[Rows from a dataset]
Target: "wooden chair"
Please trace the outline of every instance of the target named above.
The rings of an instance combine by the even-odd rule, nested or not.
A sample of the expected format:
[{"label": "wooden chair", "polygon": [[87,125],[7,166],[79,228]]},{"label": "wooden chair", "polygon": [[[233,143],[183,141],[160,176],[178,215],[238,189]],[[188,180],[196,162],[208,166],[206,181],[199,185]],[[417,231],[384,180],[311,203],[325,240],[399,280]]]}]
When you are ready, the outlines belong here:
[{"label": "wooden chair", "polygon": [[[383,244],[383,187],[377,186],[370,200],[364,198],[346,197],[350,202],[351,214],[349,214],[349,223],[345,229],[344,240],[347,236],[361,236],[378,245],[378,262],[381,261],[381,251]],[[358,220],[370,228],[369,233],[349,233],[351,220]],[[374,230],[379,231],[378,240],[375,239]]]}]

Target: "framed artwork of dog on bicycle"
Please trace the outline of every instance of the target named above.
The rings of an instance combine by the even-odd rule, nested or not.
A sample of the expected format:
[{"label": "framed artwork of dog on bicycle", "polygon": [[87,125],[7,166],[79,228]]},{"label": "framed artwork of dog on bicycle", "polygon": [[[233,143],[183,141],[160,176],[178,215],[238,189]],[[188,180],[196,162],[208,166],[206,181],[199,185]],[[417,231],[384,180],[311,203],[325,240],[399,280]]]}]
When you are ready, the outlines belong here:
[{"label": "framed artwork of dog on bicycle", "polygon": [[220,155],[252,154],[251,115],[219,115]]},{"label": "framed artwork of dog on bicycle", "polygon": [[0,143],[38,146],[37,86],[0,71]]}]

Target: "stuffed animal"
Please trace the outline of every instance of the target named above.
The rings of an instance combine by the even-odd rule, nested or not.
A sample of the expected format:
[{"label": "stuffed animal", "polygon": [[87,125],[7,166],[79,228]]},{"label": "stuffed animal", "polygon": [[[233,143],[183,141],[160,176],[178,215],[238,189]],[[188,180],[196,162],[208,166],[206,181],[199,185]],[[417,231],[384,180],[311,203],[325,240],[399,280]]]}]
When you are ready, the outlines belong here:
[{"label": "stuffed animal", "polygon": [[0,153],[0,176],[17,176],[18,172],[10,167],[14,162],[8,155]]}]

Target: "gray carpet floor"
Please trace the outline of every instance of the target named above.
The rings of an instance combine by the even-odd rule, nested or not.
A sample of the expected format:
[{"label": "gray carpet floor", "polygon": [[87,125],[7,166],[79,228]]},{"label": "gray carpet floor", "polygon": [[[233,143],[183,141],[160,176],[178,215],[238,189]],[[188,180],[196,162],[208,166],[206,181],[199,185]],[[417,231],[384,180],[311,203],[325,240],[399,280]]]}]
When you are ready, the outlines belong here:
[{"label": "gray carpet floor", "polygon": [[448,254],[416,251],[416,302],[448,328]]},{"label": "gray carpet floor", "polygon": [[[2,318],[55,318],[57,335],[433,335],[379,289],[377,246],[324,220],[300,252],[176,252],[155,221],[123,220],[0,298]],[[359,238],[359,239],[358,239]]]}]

● **EXERCISE DIRECTIONS**:
Please gather every line of the listing above that contains the word "bicycle" and copy each of those lines in full.

● **THE REPLY**:
Target: "framed artwork of dog on bicycle"
[{"label": "framed artwork of dog on bicycle", "polygon": [[87,125],[7,166],[79,228]]},{"label": "framed artwork of dog on bicycle", "polygon": [[[233,143],[183,141],[160,176],[178,215],[238,189]],[[188,180],[196,162],[208,166],[206,181],[199,185]],[[417,231],[384,180],[311,203],[325,240],[399,280]]]}]
[{"label": "framed artwork of dog on bicycle", "polygon": [[220,155],[252,154],[251,115],[219,115]]},{"label": "framed artwork of dog on bicycle", "polygon": [[0,143],[38,146],[37,86],[0,71]]}]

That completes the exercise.